*Excerpt*:
== Segment start ==
An autoimmune disorder mainly affecting young adults and characterized by destruction of myelin in the central nervous system. Pathologic findings include multiple sharply demarcated areas of demyelination throughout the white matter of the central nervous system. Clinical manifestations include visual loss, extra-ocular movement disorders, paresthesias, loss of sensation, weakness, dysarthria, spasticity, ataxia, and bladder dysfunction. The usual pattern is one of recurrent attacks followed by partial recovery (see MULTIPLE SCLEROSIS, RELAPSING-REMITTING), but acute fulminating and chronic progressive forms (see MULTIPLE SCLEROSIS, CHRONIC PROGRESSIVE) also occur. (Adams et al., Principles of Neurology, 6th ed, p903)
== Segment end ==
*Extracted entries*:
== Segment start ==
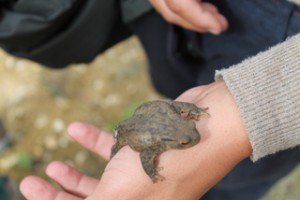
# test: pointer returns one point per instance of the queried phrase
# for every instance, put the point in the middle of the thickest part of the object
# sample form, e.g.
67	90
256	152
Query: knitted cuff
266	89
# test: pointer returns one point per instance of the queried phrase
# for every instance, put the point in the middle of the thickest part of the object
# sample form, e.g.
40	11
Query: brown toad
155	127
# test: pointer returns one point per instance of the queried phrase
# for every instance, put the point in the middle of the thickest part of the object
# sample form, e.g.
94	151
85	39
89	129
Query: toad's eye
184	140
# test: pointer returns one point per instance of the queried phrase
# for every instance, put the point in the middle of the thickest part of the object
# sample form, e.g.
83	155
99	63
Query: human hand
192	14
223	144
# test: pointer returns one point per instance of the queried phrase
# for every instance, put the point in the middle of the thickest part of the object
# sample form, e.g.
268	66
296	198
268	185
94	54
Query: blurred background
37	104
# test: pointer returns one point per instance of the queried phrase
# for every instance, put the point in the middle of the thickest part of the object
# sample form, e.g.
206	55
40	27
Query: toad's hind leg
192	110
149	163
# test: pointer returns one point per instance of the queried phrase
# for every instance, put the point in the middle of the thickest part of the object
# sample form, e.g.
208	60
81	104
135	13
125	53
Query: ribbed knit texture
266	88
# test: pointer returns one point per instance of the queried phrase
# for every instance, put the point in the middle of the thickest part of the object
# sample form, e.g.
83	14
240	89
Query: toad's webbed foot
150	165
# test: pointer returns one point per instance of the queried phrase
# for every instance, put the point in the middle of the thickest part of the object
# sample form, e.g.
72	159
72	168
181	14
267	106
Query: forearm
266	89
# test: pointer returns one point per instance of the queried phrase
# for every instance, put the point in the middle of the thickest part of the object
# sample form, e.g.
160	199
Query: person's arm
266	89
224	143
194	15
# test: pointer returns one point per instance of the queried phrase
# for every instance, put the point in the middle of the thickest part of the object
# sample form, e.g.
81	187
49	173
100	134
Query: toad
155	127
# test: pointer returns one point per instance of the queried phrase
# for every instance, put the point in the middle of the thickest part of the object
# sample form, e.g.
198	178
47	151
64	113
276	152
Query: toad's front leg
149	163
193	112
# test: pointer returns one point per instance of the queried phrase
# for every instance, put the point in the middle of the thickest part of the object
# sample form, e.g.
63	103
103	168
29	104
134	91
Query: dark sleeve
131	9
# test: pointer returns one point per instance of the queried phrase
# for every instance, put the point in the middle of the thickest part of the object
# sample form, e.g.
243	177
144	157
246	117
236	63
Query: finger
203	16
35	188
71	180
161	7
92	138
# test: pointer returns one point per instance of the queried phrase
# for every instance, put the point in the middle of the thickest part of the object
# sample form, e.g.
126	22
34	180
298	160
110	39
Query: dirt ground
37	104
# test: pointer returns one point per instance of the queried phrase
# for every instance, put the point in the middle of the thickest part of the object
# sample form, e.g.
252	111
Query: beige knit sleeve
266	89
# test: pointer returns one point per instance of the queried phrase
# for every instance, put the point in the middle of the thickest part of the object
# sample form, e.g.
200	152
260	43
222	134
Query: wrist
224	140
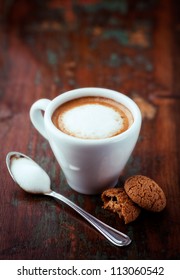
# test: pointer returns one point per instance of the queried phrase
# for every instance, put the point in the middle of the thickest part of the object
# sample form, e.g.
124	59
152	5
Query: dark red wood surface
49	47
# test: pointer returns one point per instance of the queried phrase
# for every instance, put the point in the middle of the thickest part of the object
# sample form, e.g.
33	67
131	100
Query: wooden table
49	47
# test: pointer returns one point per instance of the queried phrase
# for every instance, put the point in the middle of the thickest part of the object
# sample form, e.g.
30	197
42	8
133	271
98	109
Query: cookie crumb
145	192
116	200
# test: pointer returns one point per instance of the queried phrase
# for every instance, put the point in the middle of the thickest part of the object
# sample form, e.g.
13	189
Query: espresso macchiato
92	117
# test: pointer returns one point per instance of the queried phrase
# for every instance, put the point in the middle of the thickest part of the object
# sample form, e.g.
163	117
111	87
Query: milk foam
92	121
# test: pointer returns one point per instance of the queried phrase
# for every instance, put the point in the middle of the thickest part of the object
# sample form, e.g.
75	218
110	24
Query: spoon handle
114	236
== Segment end ==
== Segment start ==
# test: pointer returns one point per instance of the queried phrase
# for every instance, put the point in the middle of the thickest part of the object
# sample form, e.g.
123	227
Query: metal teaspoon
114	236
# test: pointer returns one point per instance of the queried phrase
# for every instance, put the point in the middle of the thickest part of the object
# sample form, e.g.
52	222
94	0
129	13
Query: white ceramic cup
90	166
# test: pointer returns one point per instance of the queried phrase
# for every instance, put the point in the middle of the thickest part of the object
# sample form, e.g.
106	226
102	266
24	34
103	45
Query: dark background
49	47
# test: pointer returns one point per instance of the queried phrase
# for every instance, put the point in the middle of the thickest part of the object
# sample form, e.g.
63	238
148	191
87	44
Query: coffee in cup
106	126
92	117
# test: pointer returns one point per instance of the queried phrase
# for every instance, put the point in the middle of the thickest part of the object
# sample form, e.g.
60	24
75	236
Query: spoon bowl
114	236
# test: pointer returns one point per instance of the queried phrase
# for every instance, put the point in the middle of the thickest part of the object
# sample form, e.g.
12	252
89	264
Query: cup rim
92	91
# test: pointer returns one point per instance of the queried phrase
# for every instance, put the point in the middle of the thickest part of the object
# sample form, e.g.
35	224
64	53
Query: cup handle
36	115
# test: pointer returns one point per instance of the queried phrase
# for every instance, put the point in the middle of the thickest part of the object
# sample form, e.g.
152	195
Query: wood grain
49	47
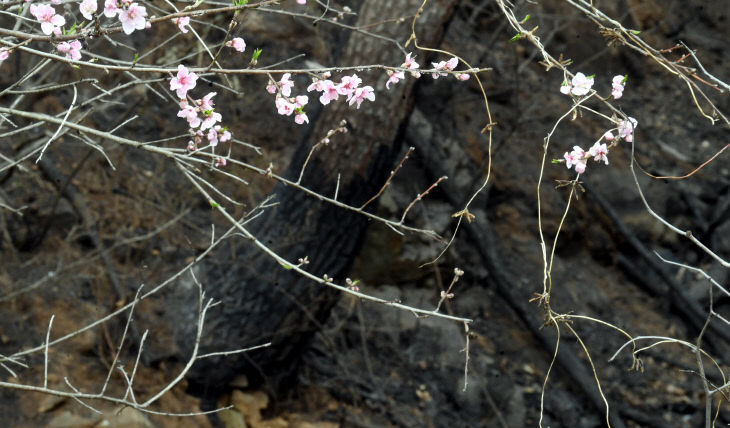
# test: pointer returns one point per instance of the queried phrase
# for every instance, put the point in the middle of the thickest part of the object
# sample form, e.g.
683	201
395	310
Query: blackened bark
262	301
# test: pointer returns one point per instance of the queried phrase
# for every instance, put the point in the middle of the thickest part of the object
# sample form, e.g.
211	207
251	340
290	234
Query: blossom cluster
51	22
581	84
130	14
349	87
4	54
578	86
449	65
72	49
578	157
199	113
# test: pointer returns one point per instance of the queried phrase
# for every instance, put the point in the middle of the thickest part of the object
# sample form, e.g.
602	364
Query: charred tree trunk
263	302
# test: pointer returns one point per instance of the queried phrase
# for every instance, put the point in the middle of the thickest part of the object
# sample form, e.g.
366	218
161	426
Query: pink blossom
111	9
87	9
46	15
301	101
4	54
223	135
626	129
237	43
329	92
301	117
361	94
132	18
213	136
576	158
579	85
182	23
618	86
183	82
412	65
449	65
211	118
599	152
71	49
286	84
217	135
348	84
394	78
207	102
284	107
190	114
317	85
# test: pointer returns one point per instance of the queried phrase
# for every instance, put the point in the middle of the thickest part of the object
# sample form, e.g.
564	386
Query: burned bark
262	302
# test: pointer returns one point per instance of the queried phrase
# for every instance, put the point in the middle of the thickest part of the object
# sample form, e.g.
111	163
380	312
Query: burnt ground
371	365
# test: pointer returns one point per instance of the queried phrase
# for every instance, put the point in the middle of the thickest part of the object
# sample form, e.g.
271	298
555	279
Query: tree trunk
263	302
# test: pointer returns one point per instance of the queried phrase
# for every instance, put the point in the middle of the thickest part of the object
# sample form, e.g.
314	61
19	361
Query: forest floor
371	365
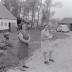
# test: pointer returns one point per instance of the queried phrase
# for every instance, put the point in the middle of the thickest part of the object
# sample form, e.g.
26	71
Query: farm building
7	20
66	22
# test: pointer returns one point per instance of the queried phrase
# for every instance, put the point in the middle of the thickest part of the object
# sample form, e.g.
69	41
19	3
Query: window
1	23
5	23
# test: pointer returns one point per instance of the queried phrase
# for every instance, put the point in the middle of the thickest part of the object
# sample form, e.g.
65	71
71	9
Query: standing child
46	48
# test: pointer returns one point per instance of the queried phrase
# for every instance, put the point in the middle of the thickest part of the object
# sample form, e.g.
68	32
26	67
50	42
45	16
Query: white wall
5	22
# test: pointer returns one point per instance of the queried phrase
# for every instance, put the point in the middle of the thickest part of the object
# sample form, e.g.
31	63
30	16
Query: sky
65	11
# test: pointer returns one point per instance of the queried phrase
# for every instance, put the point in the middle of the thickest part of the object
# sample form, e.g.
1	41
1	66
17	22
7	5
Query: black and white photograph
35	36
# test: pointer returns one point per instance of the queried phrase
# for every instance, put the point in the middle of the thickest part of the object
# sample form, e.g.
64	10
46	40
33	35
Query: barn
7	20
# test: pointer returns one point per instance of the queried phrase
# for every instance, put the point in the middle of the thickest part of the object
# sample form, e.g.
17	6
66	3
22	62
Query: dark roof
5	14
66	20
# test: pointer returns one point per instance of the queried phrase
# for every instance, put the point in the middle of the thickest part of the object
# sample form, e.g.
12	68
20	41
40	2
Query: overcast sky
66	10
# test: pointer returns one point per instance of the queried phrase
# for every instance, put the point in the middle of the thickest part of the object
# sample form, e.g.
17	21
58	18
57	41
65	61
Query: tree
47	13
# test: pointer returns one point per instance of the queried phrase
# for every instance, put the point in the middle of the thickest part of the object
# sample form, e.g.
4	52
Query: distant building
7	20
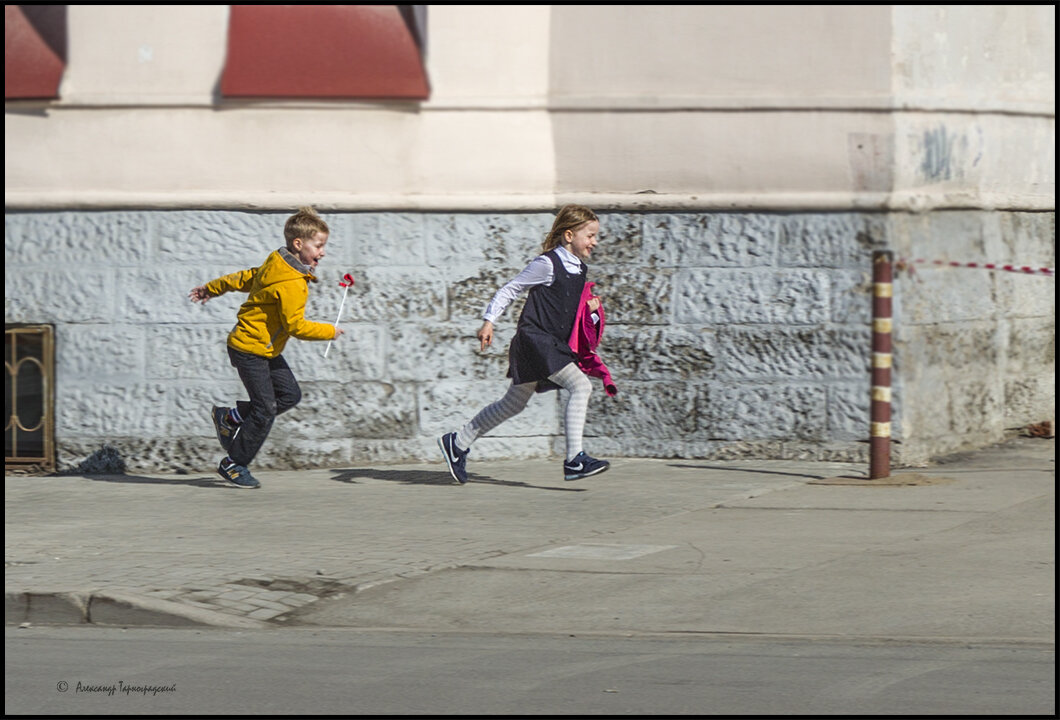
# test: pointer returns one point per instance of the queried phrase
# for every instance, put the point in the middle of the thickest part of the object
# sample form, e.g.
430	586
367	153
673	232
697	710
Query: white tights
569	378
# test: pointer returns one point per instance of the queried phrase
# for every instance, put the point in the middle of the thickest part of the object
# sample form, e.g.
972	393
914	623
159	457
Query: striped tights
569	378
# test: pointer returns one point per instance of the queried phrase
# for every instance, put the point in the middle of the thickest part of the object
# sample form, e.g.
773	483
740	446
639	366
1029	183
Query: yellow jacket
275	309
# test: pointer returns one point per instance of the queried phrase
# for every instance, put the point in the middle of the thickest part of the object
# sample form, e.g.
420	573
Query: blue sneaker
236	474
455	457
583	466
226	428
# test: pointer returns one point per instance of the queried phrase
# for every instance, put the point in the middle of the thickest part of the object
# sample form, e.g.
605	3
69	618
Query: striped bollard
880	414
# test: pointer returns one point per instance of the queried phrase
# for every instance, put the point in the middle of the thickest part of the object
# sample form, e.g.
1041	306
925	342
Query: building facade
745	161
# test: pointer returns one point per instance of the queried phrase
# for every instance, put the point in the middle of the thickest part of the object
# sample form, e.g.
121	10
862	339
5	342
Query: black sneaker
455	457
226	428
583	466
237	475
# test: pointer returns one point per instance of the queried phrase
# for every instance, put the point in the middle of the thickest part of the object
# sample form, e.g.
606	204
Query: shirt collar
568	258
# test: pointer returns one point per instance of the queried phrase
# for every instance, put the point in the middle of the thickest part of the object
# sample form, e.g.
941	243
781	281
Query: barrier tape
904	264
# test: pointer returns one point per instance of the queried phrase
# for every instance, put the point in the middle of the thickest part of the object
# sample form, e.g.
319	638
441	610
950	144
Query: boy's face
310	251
== Segment end ==
== Segment start ==
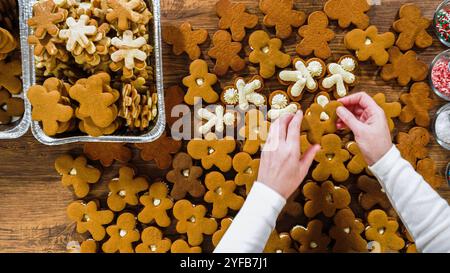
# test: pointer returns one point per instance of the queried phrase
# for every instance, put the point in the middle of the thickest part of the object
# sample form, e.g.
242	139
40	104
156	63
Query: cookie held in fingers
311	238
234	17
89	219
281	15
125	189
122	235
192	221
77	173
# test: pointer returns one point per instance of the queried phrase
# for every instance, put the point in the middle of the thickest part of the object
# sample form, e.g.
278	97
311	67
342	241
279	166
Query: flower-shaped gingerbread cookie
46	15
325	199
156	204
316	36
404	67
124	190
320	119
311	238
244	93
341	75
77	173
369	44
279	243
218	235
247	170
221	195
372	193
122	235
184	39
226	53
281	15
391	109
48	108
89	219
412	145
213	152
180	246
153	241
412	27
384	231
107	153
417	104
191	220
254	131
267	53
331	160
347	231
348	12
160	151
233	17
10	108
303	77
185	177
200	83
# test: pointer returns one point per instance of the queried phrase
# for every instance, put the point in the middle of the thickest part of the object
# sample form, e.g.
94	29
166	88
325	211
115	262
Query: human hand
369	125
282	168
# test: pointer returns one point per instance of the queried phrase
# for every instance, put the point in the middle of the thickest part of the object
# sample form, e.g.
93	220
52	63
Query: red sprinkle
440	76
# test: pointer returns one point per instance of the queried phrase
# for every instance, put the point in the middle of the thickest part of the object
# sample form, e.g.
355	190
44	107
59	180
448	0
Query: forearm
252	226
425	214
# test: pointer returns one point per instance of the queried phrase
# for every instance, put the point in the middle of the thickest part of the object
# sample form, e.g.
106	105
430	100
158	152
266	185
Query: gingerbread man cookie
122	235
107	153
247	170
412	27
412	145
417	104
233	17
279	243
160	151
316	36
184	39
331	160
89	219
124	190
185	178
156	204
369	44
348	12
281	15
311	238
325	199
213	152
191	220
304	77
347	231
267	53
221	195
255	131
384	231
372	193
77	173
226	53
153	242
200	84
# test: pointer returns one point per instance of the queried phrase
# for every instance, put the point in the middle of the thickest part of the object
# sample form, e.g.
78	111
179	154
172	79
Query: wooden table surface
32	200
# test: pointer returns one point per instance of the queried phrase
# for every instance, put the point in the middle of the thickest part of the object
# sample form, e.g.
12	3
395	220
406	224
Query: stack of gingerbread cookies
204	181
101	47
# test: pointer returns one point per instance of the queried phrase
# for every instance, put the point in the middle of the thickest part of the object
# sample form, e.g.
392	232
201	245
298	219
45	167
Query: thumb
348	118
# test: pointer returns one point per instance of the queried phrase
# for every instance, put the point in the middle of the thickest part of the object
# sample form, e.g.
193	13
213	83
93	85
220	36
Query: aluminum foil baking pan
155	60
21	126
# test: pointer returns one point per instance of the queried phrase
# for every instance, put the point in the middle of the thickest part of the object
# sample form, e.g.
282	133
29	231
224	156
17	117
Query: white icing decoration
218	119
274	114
== Segment end ==
*Explore the material*:
- 1) Reproduce the passage of the multiple sclerosis definition above from "An autoimmune disorder" to "6th ed, p903)".
- 2) Write what comes next in the multiple sclerosis definition above, beginning after its final sentence.

*List of answers*:
- 1)
An autoimmune disorder mainly affecting young adults and characterized by destruction of myelin in the central nervous system. Pathologic findings include multiple sharply demarcated areas of demyelination throughout the white matter of the central nervous system. Clinical manifestations include visual loss, extra-ocular movement disorders, paresthesias, loss of sensation, weakness, dysarthria, spasticity, ataxia, and bladder dysfunction. The usual pattern is one of recurrent attacks followed by partial recovery (see MULTIPLE SCLEROSIS, RELAPSING-REMITTING), but acute fulminating and chronic progressive forms (see MULTIPLE SCLEROSIS, CHRONIC PROGRESSIVE) also occur. (Adams et al., Principles of Neurology, 6th ed, p903)

- 2)
The most common clinical variant of MULTIPLE SCLEROSIS, characterized by recurrent acute exacerbations of neurologic dysfunction followed by partial or complete recovery. Common clinical manifestations include loss of visual (see OPTIC NEURITIS), motor, sensory, or bladder function. Acute episodes of demyelination may occur at any site in the central nervous system, and commonly involve the optic nerves, spinal cord, brain stem, and cerebellum. (Adams et al., Principles of Neurology, 6th ed, pp903-914)
Multiple protein bands serving as markers of specific ANTIBODIES and detected by ELECTROPHORESIS of CEREBROSPINAL FLUID or serum. The bands are most often seen during inflammatory or immune processes and are found in most patients with MULTIPLE SCLEROSIS.